**Passage given**
○ ○ ○ ○ ○
In implementations, the fluid bladder 100 includes a receptacle 104 that receives the vibration motor 102. In one example, the receptacle 104 comprises a pocket or recessed area located within the bladder 100.

In implementations, the fluid bladder 100 extends from a base end 130 within a seat structure (e.g., frame 35, seat back 17, seat bottom 19) to the apex end 106 that is adjacent the trim cover 15. In one example, the apex end 106 is distally located from the base end 130 and the vibration motor 102 is positioned at the apex end 106.

In implementations, each fluid bladder 100 in an associated massage assembly 25 includes at least one vibration motor 102.

In implementations, each fluid bladder 100 has a plurality of fluid chambers 108. In one example, each fluid bladder 100 with a plurality of fluid chambers 108 has only one vibration motor 102. In one example, each fluid bladder 100 with a plurality of fluid chambers 108 has more than one vibration motor 102.

In implementations, the fluid supply passage 120 is in fluid communication with the fluid supply 39 and valve bank 41 to supply fluid to the fluid bladder 100. In one example, the fluid supply passage 120 is positioned at the base end 130 and opposite from the motor 102.

In implementations, the bladder 100 includes at least a first and second fluid chambers 108 with at least one port 116 (e.g., aperture, opening, connecting passage) formed in one of the plurality of impermeable sheets 110, 112, 114 that fluidly connects the first and second fluid chambers together.

In implementations, the one or more controllers 20 control/operate the vibration motor(s) 102 such that the vibration motor 102 is responsive to one or more of the following inputs to the one or more controllers 20: a massage request; a vehicle input from a vehicle control system (e.g., seat adjustment, changing dashboard and/or control panel settings, accel/decel/stop vehicle performance, etc.); a user input (e.g., seat adjustment, temperature adjustment, volume control, etc.) from a user indicative of controlling one or more aspects of vehicle performance; an external input (e.g., lane changes, blind spot, object on road, etc.) indicative of conditions external to a vehicle.

In one example, the one or more controllers 20 are responsive to all of the following inputs, or any combination thereof: a massage request; a vehicle input from a vehicle control system; a user input from a user indicative of controlling one or more aspects of vehicle performance; an external input indicative of conditions external to a vehicle.

In implementations, the vibration motor 102 operates: in a first condition in response to the massage request; and in a second condition in response to the vehicle input, the user input, or the external input, wherein the second condition is different than the first condition. Examples of the first and second conditions may include: a variable time, e.g., length/duration of activation; a variable intensity, e.g. increasing/decreasing vibrational output; or a combination of variable time and variable intensity.

In implementations, the one or more controllers 20 may operate the vibration motor 102 based on operational information of a vehicle. For example, the vibration motor 102 may operate in a first mode (e.g., variable time and/or variable intensity) for a first vehicle operational characteristic and in a second mode (e.g., variable time and/or variable intensity), different from the first mode, for a second vehicle operational characteristic.

In one example, the first mode is operative for a first amount of time and the second mode is operative for a second amount of time that is less than the first amount of time.
○ ○ ○ ○ ○
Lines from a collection
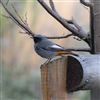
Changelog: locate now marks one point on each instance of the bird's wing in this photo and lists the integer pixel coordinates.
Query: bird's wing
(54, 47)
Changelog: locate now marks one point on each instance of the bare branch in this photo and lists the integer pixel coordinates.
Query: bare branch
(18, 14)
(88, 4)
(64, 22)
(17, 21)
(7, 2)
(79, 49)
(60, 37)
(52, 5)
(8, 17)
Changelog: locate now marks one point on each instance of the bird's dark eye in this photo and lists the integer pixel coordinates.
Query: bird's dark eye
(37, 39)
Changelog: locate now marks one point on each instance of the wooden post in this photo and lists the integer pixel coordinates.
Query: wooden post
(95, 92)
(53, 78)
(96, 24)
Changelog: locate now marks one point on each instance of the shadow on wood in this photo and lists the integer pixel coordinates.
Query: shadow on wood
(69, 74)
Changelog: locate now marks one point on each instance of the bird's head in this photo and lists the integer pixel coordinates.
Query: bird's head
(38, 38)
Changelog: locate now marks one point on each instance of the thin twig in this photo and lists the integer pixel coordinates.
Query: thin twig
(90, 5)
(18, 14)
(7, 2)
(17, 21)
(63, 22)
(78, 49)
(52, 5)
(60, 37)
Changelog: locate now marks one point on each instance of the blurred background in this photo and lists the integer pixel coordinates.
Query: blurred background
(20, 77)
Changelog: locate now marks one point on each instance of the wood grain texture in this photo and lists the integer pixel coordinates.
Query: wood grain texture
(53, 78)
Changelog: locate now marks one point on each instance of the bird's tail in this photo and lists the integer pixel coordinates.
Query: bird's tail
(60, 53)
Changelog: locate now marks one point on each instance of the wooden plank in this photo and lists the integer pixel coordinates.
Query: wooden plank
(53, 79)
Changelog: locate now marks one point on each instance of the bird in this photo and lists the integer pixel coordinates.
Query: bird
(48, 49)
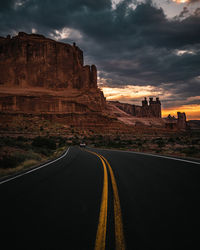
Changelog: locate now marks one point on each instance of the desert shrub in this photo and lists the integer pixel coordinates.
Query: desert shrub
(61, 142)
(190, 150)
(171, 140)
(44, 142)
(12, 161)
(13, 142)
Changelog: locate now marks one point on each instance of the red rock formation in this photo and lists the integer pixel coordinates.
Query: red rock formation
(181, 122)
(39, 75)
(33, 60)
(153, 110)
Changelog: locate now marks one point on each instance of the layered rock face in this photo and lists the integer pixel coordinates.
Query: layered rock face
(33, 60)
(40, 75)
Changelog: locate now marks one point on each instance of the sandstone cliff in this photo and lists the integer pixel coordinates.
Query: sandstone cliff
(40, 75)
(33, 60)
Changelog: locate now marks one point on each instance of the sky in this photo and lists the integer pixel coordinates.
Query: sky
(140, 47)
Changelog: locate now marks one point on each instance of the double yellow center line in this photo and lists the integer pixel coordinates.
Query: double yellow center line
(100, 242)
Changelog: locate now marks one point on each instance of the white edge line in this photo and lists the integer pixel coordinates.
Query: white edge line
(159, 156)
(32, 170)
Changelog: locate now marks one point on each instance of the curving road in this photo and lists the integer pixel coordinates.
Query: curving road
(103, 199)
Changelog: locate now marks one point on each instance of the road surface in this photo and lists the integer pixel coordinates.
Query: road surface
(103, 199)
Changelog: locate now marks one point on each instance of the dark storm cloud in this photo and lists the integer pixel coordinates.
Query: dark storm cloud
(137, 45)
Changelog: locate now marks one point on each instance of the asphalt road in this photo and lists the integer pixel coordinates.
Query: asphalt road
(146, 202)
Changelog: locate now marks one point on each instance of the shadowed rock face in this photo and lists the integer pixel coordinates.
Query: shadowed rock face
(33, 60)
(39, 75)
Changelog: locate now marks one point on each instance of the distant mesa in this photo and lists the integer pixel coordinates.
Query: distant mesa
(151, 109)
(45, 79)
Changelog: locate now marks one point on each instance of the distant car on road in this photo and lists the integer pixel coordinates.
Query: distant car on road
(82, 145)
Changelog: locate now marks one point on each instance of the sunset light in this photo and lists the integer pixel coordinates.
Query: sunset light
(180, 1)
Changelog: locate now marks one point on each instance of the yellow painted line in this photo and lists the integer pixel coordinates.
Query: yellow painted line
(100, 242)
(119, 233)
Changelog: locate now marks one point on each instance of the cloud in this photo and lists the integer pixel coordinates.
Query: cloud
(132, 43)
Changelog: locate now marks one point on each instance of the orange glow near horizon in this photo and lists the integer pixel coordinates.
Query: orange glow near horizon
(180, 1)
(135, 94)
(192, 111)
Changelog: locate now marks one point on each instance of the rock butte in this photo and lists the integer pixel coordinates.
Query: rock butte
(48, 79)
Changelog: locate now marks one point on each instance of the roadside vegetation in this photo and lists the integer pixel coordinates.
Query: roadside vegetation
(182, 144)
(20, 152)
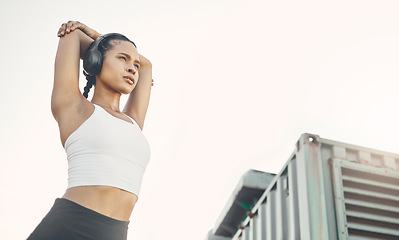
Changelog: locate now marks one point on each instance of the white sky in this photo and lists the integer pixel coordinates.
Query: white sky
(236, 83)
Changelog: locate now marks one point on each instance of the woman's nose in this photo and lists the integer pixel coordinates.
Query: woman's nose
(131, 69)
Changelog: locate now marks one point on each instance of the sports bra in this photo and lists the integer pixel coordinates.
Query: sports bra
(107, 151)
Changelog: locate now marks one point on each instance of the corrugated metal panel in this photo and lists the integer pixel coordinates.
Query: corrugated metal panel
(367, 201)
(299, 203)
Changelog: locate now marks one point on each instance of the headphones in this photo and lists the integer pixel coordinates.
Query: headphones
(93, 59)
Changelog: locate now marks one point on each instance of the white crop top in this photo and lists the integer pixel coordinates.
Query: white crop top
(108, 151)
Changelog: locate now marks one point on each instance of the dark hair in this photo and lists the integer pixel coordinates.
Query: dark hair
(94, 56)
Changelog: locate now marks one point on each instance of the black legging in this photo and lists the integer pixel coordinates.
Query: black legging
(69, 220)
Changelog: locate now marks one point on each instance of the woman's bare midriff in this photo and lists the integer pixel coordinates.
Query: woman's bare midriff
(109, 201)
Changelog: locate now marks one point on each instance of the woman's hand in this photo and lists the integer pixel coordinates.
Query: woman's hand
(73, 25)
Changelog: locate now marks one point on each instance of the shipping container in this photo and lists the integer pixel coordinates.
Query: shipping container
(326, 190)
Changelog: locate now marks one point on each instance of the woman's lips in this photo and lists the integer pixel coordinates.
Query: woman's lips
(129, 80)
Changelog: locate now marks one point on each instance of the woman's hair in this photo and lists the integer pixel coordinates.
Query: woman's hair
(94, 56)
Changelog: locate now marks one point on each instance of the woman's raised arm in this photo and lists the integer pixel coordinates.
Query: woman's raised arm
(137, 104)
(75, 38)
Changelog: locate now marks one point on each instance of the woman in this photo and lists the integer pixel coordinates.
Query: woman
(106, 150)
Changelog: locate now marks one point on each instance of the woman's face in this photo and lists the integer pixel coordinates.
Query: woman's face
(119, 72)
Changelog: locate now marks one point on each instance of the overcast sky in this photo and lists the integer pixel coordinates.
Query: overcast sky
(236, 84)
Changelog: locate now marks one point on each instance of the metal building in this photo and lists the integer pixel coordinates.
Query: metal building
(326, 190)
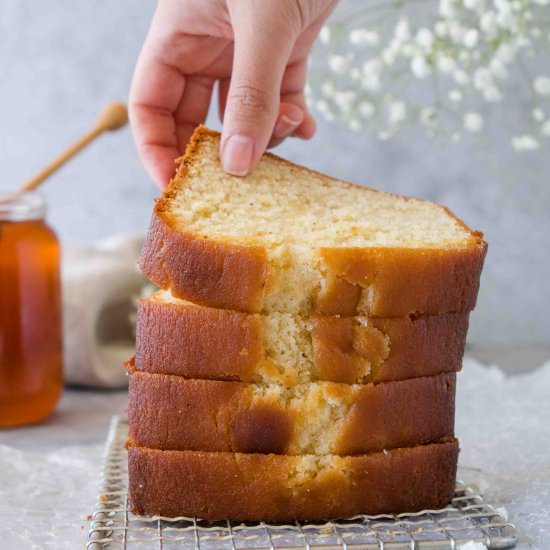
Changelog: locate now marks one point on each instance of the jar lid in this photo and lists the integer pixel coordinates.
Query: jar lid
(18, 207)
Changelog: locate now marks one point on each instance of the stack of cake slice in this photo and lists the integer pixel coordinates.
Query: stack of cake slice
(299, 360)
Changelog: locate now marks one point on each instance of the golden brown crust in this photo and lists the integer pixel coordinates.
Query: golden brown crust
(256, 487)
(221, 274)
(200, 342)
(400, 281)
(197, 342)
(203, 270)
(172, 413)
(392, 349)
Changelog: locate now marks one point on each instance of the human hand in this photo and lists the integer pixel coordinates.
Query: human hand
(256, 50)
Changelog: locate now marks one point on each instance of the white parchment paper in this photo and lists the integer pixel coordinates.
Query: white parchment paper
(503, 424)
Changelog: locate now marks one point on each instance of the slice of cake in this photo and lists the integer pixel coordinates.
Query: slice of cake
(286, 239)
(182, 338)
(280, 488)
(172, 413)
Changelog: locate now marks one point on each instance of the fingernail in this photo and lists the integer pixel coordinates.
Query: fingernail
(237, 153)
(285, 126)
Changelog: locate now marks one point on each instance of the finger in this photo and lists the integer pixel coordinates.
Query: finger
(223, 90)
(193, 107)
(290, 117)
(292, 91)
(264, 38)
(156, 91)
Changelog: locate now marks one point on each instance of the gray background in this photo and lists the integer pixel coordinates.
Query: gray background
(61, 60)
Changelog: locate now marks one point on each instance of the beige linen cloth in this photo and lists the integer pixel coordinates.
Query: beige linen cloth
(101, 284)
○ ○ ○ ○ ○
**Goals**
A. Translate this sentence from the passage on the seat massage bladder into Spanish: "In implementations, each fluid bladder 100 in an associated massage assembly 25 includes at least one vibration motor 102."
B. Output the part of the seat massage bladder passage that opens with the words containing "In implementations, each fluid bladder 100 in" and closes with "the motor 102.".
C. Pick up the seat massage bladder passage after its last sentence and continue writing it.

**Task responses**
A. En las implementaciones, cada vejiga de fluido 100 de un conjunto de masaje 25 asociado incluye al menos un motor de vibración 102.

B.
In implementations, each fluid bladder 100 in an associated massage assembly 25 includes at least one vibration motor 102.

In implementations, each fluid bladder 100 has a plurality of fluid chambers 108. In one example, each fluid bladder 100 with a plurality of fluid chambers 108 has only one vibration motor 102. In one example, each fluid bladder 100 with a plurality of fluid chambers 108 has more than one vibration motor 102.

In implementations, the fluid supply passage 120 is in fluid communication with the fluid supply 39 and valve bank 41 to supply fluid to the fluid bladder 100. In one example, the fluid supply passage 120 is positioned at the base end 130 and opposite from the motor 102.

C.
In one example, the first mode is operative at a first intensity level (e.g., increased/decreased vibrational effect) and the second mode is operative at a second intensity level that is less than the first intensity level.

In implementations, the vibration effect, e.g., resonating tactile input, from the vibration motor is communicated to the trim cover 15.

In one example, varying pressurization (e.g., inflating/deflating) of the bladder 100 and variable vibrational output from the vibration motor 102 comprise tactile input to the trim cover 15.

In implementations, a method is disclosed in which tactile feedback to a seat occupant is provided by using the vibration motor 102 that is associated with the bladders 100. In one example, the method comprises: forming one or more fluid chambers using a plurality of fluid impermeable sheets; connecting the one or more fluid chambers to a fluid supply passage; and providing tactile feedback with a vibration motor that is associated with the one or more fluid chambers.

The method may also include: associating the one or more fluid bladders with a seat assembly with a trim cover disposed over the frame, the one or more fluid bladders, and the vibration motor; and directly supporting the vibration motor at an apex end of the one or more fluid bladders that is adjacent the trim cover.

The method may also include: operating the vibration motor in response to a plurality of different inputs; operating the vibration motor in at least a first mode in response to one input of the plurality of different inputs; and operating the vibration motor in at least a second mode, different than the first mode, in response to a different input of the plurality of different inputs.

While exemplary embodiments are described above, it is not intended that these embodiments describe all possible forms of the invention. Rather, the words used in the specification are words of description rather than limitation, and it is understood that various changes may be made without departing from the spirit and scope of the invention. Additionally, the features of various implementing embodiments may be combined to form further embodiments of the invention.

According to one example, an assembly comprises: a plurality of fluid impermeable sheets that cooperate with each other to form one or more fluid chambers, wherein the one or more fluid chambers are in fluid communication with a fluid supply passage; and a vibration motor associated with the one or more fluid chambers.

According to one example of any of the prior or following assemblies, the one or more fluid chambers comprise one or more fluid bladders, and wherein at least one fluid bladder directly supports the vibration motor.

According to one example of any of the prior or following assemblies, the at least one fluid bladder includes a receptacle that receives the vibration motor.

According to one example of any of the prior or following assemblies, the at least one fluid bladder extends from a base end within a seat structure to an apex end that is adjacent a trim associated with the seat structure, and wherein the vibration motor is positioned at the apex end.

According to one example of any of the prior or following assemblies, the fluid supply passage is associated with a fluid supply fluid and is in fluid communication with the at least one fluid bladder, and wherein the fluid supply passage is positioned at the base end.

According to one example of any of the prior or following assemblies, the one or more fluid chambers comprises at least a first fluid chamber and a second fluid chamber, and including at least one port formed in one of the plurality of impermeable sheets that fluidly connects the first fluid chamber to the second fluid chamber.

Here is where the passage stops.